**DATA SUPPLIED**:
---------------

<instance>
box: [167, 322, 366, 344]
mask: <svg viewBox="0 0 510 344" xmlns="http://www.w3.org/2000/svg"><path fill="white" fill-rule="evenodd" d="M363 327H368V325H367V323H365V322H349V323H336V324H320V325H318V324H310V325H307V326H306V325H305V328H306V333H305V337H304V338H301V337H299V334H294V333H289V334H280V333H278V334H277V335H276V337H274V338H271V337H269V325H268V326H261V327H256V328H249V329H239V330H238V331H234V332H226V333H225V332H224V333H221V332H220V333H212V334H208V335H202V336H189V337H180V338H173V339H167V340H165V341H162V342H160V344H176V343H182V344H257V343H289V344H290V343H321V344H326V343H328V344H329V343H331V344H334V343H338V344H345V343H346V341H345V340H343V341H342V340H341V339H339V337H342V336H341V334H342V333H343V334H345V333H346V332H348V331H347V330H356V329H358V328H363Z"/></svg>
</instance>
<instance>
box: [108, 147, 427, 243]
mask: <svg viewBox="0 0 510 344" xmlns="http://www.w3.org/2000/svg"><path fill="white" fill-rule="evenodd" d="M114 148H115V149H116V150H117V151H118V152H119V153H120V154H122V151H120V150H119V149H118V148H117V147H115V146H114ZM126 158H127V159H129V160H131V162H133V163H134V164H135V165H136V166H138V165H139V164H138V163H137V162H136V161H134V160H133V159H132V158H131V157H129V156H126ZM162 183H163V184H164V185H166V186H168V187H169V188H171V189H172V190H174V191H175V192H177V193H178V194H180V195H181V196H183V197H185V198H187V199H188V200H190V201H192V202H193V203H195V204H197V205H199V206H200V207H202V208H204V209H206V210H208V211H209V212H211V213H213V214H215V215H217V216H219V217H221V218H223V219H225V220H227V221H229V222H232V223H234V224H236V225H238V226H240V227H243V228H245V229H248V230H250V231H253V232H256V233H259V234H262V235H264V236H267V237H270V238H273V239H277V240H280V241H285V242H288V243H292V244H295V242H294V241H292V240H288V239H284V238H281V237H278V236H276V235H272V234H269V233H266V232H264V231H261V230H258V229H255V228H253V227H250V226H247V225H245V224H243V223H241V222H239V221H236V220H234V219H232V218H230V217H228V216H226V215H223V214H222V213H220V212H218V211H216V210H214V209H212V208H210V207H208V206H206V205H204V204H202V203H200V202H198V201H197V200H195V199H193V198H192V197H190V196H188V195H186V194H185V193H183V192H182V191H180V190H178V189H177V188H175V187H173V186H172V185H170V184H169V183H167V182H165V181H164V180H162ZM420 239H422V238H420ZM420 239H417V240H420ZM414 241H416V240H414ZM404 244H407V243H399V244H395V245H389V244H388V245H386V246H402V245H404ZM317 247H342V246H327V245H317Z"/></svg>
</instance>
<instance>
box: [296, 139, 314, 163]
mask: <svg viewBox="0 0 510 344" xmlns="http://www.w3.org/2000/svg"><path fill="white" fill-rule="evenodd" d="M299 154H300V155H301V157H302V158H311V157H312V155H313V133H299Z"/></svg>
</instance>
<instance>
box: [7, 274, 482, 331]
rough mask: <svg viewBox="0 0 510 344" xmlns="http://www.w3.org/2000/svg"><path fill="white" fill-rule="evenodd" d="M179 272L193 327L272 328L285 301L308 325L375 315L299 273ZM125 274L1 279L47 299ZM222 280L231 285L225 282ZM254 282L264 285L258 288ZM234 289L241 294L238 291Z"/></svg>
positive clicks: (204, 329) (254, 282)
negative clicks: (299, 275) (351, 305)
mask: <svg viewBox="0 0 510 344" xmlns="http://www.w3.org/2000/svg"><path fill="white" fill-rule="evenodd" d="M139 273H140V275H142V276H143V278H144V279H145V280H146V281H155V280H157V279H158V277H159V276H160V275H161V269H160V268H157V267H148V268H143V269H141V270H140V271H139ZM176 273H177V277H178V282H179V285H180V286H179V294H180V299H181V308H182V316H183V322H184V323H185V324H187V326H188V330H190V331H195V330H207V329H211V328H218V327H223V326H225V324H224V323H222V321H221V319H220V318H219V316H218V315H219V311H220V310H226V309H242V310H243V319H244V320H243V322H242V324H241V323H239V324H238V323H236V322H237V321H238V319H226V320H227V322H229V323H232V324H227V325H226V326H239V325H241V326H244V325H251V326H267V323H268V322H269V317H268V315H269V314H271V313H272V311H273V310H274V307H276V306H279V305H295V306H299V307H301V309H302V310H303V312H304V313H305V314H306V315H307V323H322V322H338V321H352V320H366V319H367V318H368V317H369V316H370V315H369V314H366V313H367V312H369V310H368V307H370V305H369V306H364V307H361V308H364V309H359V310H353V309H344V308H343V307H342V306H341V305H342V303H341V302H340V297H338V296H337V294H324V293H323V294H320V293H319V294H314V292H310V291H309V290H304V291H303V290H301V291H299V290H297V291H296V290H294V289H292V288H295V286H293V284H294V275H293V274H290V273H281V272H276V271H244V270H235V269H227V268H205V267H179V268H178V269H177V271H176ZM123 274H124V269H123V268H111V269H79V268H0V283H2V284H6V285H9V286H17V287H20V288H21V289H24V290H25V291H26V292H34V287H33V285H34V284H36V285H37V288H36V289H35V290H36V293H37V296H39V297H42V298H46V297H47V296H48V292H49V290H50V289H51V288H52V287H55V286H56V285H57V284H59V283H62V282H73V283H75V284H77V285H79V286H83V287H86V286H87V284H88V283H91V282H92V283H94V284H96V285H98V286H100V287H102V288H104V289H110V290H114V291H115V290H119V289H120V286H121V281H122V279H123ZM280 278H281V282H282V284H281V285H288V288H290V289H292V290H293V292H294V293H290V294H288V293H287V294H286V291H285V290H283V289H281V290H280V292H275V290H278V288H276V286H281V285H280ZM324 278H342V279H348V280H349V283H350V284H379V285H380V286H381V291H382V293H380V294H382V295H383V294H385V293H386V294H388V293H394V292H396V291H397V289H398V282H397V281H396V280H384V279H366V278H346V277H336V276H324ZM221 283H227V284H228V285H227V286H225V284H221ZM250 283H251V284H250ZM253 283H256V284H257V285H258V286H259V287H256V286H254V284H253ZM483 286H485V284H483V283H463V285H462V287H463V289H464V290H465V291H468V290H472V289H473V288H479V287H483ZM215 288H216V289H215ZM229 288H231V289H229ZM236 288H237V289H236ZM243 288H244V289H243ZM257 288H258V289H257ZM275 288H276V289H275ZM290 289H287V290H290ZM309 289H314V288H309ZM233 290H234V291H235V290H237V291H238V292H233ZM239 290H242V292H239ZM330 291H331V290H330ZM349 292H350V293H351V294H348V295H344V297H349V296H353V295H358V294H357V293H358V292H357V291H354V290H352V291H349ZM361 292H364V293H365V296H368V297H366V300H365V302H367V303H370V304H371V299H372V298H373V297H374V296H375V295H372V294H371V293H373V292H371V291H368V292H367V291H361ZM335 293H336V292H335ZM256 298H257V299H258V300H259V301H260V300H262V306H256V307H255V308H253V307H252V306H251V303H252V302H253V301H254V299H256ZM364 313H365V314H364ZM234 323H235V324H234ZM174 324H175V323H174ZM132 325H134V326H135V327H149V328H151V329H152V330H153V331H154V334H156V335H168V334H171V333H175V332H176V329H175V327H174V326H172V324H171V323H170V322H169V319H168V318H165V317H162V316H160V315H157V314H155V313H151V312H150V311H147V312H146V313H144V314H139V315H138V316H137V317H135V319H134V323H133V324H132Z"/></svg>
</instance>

---------------

**AIM OF THE TASK**: Copy the lines of the listing exactly. Skip none.

**YOUR RESPONSE**:
<instance>
box: [167, 322, 366, 344]
mask: <svg viewBox="0 0 510 344" xmlns="http://www.w3.org/2000/svg"><path fill="white" fill-rule="evenodd" d="M363 327H368V325H367V323H365V322H349V323H336V324H320V325H318V324H310V325H307V326H306V325H305V328H306V333H305V337H304V338H301V337H299V334H294V333H289V334H280V333H278V334H277V335H276V337H274V338H271V337H269V325H268V326H261V327H256V328H249V329H239V330H238V331H234V332H226V333H225V332H224V333H221V332H220V333H212V334H208V335H202V336H189V337H180V338H173V339H167V340H165V341H162V342H160V344H176V343H182V344H257V343H289V344H290V343H321V344H326V343H328V344H329V343H331V344H334V343H338V344H345V343H346V341H345V340H343V341H342V340H341V339H339V337H342V336H341V334H342V333H343V334H345V333H346V332H348V331H347V330H356V329H358V328H363Z"/></svg>
</instance>
<instance>
box: [108, 147, 427, 243]
mask: <svg viewBox="0 0 510 344" xmlns="http://www.w3.org/2000/svg"><path fill="white" fill-rule="evenodd" d="M114 148H115V149H116V150H117V151H118V152H119V153H120V154H122V151H120V150H119V149H118V148H117V147H115V146H114ZM126 158H127V159H129V160H131V162H133V163H134V164H135V165H136V166H138V165H139V164H138V163H137V162H136V161H134V160H133V159H132V158H131V157H129V156H126ZM162 183H163V184H164V185H166V186H168V187H169V188H171V189H172V190H174V191H175V192H177V193H178V194H180V195H181V196H183V197H185V198H187V199H188V200H190V201H192V202H193V203H195V204H197V205H199V206H200V207H202V208H204V209H206V210H208V211H209V212H211V213H213V214H215V215H217V216H219V217H221V218H223V219H225V220H227V221H229V222H232V223H234V224H236V225H238V226H240V227H243V228H245V229H248V230H250V231H253V232H256V233H259V234H262V235H264V236H267V237H270V238H273V239H277V240H280V241H285V242H288V243H292V244H295V242H294V241H292V240H288V239H284V238H281V237H278V236H276V235H272V234H269V233H266V232H264V231H261V230H258V229H255V228H253V227H250V226H247V225H245V224H243V223H241V222H239V221H236V220H234V219H232V218H230V217H228V216H226V215H223V214H222V213H220V212H218V211H216V210H214V209H212V208H210V207H208V206H206V205H204V204H202V203H200V202H198V201H197V200H195V199H193V198H192V197H190V196H188V195H186V194H185V193H183V192H182V191H180V190H178V189H177V188H175V187H173V186H172V185H170V184H169V183H167V182H165V181H164V180H162ZM420 239H422V238H420ZM420 239H417V240H420ZM414 241H416V240H414ZM404 244H407V243H399V244H395V245H389V244H388V245H386V246H402V245H404ZM317 247H342V246H327V245H317Z"/></svg>
</instance>
<instance>
box: [296, 139, 314, 163]
mask: <svg viewBox="0 0 510 344" xmlns="http://www.w3.org/2000/svg"><path fill="white" fill-rule="evenodd" d="M299 154H300V155H301V157H302V158H311V157H312V155H313V133H299Z"/></svg>
</instance>
<instance>
box: [7, 274, 482, 331]
rough mask: <svg viewBox="0 0 510 344" xmlns="http://www.w3.org/2000/svg"><path fill="white" fill-rule="evenodd" d="M179 272L193 327L272 328L285 301L308 325L375 315L299 273ZM125 274L1 279L47 299ZM222 280L231 285L225 282ZM254 282L264 285L258 288ZM234 289L241 294L238 291Z"/></svg>
positive clicks: (204, 329) (254, 282)
negative clicks: (299, 275) (351, 305)
mask: <svg viewBox="0 0 510 344" xmlns="http://www.w3.org/2000/svg"><path fill="white" fill-rule="evenodd" d="M139 273H140V275H142V276H143V278H144V279H145V280H146V281H155V280H157V279H158V277H159V276H160V275H161V269H160V268H157V267H148V268H143V269H141V270H140V271H139ZM176 273H177V277H178V282H179V285H180V286H179V294H180V299H181V308H182V316H183V322H184V323H185V324H187V326H188V330H190V331H195V330H207V329H211V328H218V327H223V326H225V324H224V323H222V321H221V319H220V318H219V316H218V315H219V311H220V310H226V309H242V310H243V319H244V320H243V322H242V324H241V323H239V324H238V323H236V322H237V321H238V319H226V320H227V322H229V323H232V324H227V325H226V326H239V325H241V326H244V325H251V326H267V323H268V322H269V317H268V315H269V314H271V313H272V311H273V310H274V307H276V306H279V305H295V306H299V307H301V309H302V310H303V312H304V313H305V314H306V315H307V323H322V322H338V321H352V320H366V319H367V318H368V317H369V316H370V315H369V314H366V313H367V312H369V310H368V307H370V305H369V306H364V307H361V308H364V309H359V310H353V309H344V308H343V307H342V306H341V305H342V303H341V302H340V297H338V296H337V294H324V293H323V294H320V293H319V294H314V292H310V291H309V290H304V291H303V290H301V291H299V290H297V291H296V290H294V289H292V288H295V286H293V284H294V275H293V274H290V273H281V272H276V271H244V270H235V269H227V268H205V267H179V268H178V269H177V271H176ZM123 274H124V269H123V268H111V269H79V268H0V283H2V284H6V285H9V286H17V287H20V288H21V289H24V290H25V291H26V292H34V287H33V285H34V284H36V285H37V288H36V289H35V290H36V293H37V296H39V297H42V298H46V297H47V296H48V292H49V290H50V289H51V288H52V287H55V286H56V285H57V284H59V283H62V282H73V283H75V284H77V285H79V286H83V287H86V286H87V284H88V283H91V282H92V283H94V284H96V285H98V286H100V287H102V288H104V289H110V290H114V291H115V290H119V289H120V286H121V281H122V279H123ZM280 278H281V282H282V284H281V285H288V288H290V289H292V290H293V292H294V293H290V294H288V293H287V294H286V291H285V290H283V289H281V290H280V292H275V290H278V288H276V286H281V285H280ZM324 278H342V279H348V280H349V283H350V284H379V285H380V286H381V291H382V293H380V294H382V295H383V294H385V293H386V294H388V293H394V292H396V291H397V289H398V282H397V281H396V280H384V279H366V278H346V277H336V276H324ZM221 283H227V284H228V285H227V286H225V284H221ZM250 283H251V284H250ZM253 283H256V284H257V285H258V286H259V287H256V286H254V284H253ZM483 286H485V284H483V283H463V285H462V287H463V289H464V290H465V291H468V290H472V289H473V288H479V287H483ZM215 288H216V289H215ZM229 288H231V289H229ZM236 288H237V289H236ZM243 288H244V289H243ZM257 288H258V289H257ZM275 288H276V289H275ZM290 289H287V290H290ZM309 289H314V288H309ZM233 290H234V291H235V290H237V291H238V292H233ZM239 290H242V292H239ZM330 291H331V290H330ZM349 292H350V293H351V294H348V295H344V297H349V296H353V295H358V294H357V293H358V292H357V291H354V290H352V291H349ZM361 292H364V293H365V296H368V297H366V300H365V302H367V303H370V304H371V299H372V298H373V297H374V296H375V295H372V294H371V293H373V292H371V291H368V292H367V291H361ZM335 293H336V292H335ZM256 298H257V299H258V300H259V301H260V300H262V306H256V307H255V308H253V307H252V306H251V303H252V302H253V301H254V299H256ZM364 313H365V314H364ZM234 323H235V324H234ZM174 324H175V323H174ZM132 325H134V326H135V327H149V328H151V329H152V330H153V331H154V334H156V335H168V334H171V333H175V332H176V329H175V327H174V326H172V324H171V323H170V322H169V319H168V318H165V317H162V316H160V315H157V314H155V313H151V312H150V311H147V312H146V313H144V314H139V315H138V316H137V317H135V319H134V323H133V324H132Z"/></svg>
</instance>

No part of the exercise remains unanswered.